Reading passage:
______
Things We Can’t Forget

The past year was unforgettable. Last March, I was wrapping up my job as Parish Visitor at my church and trying to say goodbye to many of the church’s seniors in my last week. I hoped to visit seven seniors. Two were in lockdown. I visited with four of the remaining five.  Two of these four died before the year was completed. 

A long-time friend and colleague also died about a year ago. I spoke at her Celebration of Life in July. Not all of these friends died of COVID, but the sad reality was that I did not really say my proper goodbyes because coronavirus protocols prohibited visits in their last days.  

How about you?  Have you accounted for the losses in the past year? Where were you in when the virus was on the rampage? Did you lose relatives or friends?  

My background in the field of death, dying, and bereavement tells me it is important to acknowledge these losses. One of the most important needs for mourning is remembering the loved one. The remarks I made at my friend’s life celebration in July was good for me, and for those in attendance.  

I am concerned for those who had to postpone funerals or other rituals during the pandemic. Hopefully, those ceremonies will be held. These gatherings present the opportunity for families and friends to finally begin to mourn amid the cherished conversations and support from others.

And remember, there are many other losses suffered in the past year. Children from preschool to college lost many of the friendships and celebrations such as proms and graduations that they cannot get back. Many small businesses closed for good despite the country’s efforts to save them. Dreams lost and financial losses grew. The COVID symptoms have stayed with many people even after hospital discharges. We await the research to figure out why this occurs and proper treatments.  

We must not forget all that has happened over the past year. People have been wounded, lonely, anxious and afraid. If you have family or friends like this, please help them.  

Help can begin with a listening ear.  You might ask them “what’s happened in the last year?”  Then, just listen.  Ask about their feelings and how they have survived to this point.  Then, just listen and affirm. You will give them a great gift.

For people of faith, reading their Bibles or holy scriptures should help.  The Book of Psalms has helped generations of the faithful to find words of lament and prayer along with the hope and promise of a loving God.  Psalm 13  and 44 are examples of laments.  Psalm 30 is a personal favorite. The verse, “Weeping may linger for a night, but joy comes in the morning,” is a mantra for the broken. The book, The Healing Power of the Psalms, by Samuel Chiel and Henry Dreher may be a helpful resource.

People experiencing complicated grief will benefit from the expertise of therapists trained in grief and loss. Encourage that.

Now, thankfully, communities are returning to some degree of normalcy. The past year, for the most part, has been traumatic. We should celebrate the return of personal lifestyles thanks to health care workers and research scientists whose work has saved millions of lives. I grimace however when people say the pandemic is over.  For a number of countries around the world the pandemic is still raging.  And for millions in our country, the difficult task of mourning has just begun. Please help them find the peace in their lives they so dearly miss!
______
Data for review:
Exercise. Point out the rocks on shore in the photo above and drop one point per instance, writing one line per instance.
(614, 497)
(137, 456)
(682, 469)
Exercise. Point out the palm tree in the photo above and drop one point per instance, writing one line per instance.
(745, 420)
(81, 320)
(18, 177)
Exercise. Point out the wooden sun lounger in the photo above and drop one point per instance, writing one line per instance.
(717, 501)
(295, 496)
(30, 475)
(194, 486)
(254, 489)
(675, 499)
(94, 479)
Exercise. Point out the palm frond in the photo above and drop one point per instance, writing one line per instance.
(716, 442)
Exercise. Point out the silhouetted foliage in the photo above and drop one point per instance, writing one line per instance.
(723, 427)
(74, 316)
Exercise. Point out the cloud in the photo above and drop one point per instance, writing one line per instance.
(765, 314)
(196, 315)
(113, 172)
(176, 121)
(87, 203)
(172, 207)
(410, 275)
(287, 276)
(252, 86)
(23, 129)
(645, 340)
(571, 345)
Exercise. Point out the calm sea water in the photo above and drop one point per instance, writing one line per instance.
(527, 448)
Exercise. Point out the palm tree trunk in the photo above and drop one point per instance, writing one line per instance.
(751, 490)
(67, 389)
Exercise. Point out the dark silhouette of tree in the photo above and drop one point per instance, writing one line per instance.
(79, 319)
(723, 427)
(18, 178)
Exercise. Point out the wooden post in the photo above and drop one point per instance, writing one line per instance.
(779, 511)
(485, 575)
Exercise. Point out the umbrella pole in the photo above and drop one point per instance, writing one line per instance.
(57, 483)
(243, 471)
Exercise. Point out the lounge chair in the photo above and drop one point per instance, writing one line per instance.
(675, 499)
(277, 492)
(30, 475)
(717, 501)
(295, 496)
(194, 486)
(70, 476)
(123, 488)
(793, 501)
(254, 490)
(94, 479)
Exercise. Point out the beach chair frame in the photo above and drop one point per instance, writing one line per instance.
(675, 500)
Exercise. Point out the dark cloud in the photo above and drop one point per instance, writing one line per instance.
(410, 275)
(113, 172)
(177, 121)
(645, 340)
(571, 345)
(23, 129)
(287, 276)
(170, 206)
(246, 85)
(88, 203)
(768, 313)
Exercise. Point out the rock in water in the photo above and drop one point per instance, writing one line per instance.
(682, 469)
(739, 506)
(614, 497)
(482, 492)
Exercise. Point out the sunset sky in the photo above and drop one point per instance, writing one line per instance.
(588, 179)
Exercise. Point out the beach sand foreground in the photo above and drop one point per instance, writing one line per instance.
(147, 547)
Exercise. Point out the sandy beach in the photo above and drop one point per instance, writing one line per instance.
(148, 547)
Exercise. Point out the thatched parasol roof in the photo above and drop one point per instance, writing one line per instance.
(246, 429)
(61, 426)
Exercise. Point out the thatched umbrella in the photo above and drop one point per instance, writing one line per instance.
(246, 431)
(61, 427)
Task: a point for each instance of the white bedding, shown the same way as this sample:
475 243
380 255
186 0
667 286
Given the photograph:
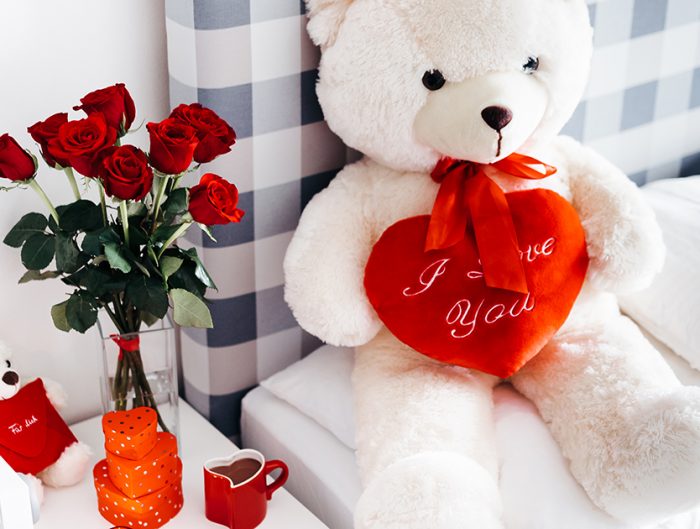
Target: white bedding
537 489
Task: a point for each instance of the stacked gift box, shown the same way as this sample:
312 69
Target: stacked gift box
139 483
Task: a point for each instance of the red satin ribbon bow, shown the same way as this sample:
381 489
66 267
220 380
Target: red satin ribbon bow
126 344
467 196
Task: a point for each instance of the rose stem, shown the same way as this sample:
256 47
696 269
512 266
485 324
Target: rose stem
39 191
159 197
73 183
124 214
148 392
103 206
182 229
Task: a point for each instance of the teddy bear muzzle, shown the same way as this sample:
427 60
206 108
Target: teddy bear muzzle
9 385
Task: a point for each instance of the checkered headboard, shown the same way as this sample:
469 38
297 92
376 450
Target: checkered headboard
251 61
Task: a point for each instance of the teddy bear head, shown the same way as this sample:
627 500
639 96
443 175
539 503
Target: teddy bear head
409 81
9 378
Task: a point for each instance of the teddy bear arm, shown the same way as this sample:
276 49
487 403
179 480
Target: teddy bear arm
325 262
625 244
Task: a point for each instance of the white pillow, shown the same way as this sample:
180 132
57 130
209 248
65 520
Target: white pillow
320 387
537 489
670 308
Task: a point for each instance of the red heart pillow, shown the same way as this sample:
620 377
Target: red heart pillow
438 303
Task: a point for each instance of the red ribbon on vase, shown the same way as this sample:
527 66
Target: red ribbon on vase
128 344
468 197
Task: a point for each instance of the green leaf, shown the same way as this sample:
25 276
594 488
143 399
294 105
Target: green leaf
176 202
148 295
58 315
38 251
136 209
169 265
164 232
52 223
206 229
68 256
98 282
36 275
82 215
81 311
189 310
109 235
138 237
116 258
91 243
133 259
30 224
200 271
148 318
186 279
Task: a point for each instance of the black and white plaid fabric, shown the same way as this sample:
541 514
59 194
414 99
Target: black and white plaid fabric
251 61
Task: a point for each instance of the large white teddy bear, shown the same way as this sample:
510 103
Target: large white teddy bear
408 83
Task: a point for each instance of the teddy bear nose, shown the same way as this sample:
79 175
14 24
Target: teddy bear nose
10 378
497 117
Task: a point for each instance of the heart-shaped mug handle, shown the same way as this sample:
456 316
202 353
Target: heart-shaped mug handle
271 466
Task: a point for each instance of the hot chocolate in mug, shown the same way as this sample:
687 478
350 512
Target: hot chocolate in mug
236 490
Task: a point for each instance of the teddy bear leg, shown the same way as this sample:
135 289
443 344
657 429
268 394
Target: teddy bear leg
629 428
68 469
425 442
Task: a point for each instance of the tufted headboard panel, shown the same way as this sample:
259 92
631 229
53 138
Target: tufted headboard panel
252 62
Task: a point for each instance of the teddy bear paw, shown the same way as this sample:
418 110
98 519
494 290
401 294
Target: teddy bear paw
433 490
70 468
658 466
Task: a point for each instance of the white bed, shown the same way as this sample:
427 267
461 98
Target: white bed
537 490
304 414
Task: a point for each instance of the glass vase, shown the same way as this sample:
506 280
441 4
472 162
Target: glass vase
140 369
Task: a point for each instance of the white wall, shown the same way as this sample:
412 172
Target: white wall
54 52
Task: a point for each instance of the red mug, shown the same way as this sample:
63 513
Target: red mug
240 505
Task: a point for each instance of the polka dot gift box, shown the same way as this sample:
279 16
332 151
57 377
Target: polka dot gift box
139 483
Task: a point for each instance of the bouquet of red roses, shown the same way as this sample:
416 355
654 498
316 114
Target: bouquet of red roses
119 254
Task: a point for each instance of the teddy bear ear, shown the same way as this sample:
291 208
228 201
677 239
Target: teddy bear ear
325 18
5 353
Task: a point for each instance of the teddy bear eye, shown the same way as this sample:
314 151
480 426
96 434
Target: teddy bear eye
531 65
433 80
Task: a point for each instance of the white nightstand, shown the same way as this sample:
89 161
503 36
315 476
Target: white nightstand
76 507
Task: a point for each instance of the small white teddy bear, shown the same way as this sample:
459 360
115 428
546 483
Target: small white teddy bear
34 440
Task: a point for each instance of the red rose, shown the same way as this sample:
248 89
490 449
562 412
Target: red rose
125 173
81 143
214 201
214 134
15 163
115 103
172 145
43 131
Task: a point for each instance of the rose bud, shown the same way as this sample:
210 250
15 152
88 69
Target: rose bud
81 143
172 146
214 201
115 103
215 135
43 131
15 163
125 173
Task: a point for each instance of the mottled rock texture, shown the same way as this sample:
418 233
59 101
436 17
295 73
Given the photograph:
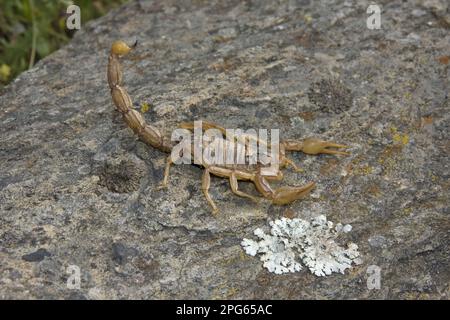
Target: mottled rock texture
77 187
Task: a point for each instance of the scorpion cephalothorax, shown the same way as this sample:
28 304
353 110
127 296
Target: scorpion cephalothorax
253 173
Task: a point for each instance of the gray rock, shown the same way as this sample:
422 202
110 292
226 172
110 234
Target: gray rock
74 180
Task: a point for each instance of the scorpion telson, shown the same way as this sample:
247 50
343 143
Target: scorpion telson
234 172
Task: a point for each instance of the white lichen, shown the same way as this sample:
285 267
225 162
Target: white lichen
292 241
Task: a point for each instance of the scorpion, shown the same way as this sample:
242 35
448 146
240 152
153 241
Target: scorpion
234 172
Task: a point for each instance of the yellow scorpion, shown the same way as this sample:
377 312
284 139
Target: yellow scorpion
234 172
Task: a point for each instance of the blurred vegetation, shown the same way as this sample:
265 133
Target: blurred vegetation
32 29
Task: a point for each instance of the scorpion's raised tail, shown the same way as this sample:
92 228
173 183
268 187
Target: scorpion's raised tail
123 103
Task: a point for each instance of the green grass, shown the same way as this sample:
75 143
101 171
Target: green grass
32 29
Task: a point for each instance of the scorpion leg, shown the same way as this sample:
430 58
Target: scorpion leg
234 188
293 165
282 195
314 146
206 182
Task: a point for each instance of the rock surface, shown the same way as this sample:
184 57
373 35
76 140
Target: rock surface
77 187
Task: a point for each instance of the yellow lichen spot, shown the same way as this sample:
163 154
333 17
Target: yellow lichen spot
145 107
401 138
407 211
5 72
308 18
364 170
120 48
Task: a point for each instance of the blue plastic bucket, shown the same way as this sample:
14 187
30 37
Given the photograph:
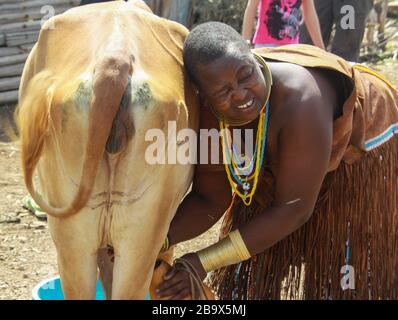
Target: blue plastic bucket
50 289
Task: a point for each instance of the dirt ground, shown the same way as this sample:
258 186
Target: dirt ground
27 253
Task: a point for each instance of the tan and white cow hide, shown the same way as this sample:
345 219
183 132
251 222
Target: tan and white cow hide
98 78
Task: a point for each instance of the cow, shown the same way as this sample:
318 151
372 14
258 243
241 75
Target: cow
99 77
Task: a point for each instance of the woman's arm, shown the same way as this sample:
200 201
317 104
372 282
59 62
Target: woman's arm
248 19
312 23
304 148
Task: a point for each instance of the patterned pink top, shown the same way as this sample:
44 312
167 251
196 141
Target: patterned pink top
278 22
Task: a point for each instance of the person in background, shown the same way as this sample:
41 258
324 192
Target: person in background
316 201
279 21
348 38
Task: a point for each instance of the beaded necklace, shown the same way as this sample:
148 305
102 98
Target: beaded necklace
246 177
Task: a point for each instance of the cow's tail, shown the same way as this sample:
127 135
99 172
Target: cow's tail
110 80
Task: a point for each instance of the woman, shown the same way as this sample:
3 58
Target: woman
318 205
279 21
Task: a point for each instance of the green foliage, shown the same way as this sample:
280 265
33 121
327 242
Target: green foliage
227 11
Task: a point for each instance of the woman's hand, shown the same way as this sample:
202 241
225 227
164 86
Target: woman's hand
177 284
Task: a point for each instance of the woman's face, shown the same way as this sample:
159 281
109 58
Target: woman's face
233 86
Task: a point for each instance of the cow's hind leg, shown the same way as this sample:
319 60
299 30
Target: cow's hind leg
77 242
105 266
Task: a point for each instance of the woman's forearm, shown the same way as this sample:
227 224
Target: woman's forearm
273 225
312 23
______
What to work on:
(a) Answer these questions from the essay on losses during the pandemic, one per line:
(i) How many seniors did the writer hope to visit in the last week as Parish Visitor?
(ii) In what month did the writer speak at a friend's Celebration of Life?
(iii) Which psalm does the writer call a personal favorite?
(b) Output the part of the essay on losses during the pandemic that begins at the words "And remember, there" and stops after "and proper treatments.".

Per-task answers:
(a)
(i) Seven
(ii) July
(iii) Psalm 30

(b)
And remember, there are many other losses suffered in the past year. Children from preschool to college lost many of the friendships and celebrations such as proms and graduations that they cannot get back. Many small businesses closed for good despite the country’s efforts to save them. Dreams lost and financial losses grew. The COVID symptoms have stayed with many people even after hospital discharges. We await the research to figure out why this occurs and proper treatments.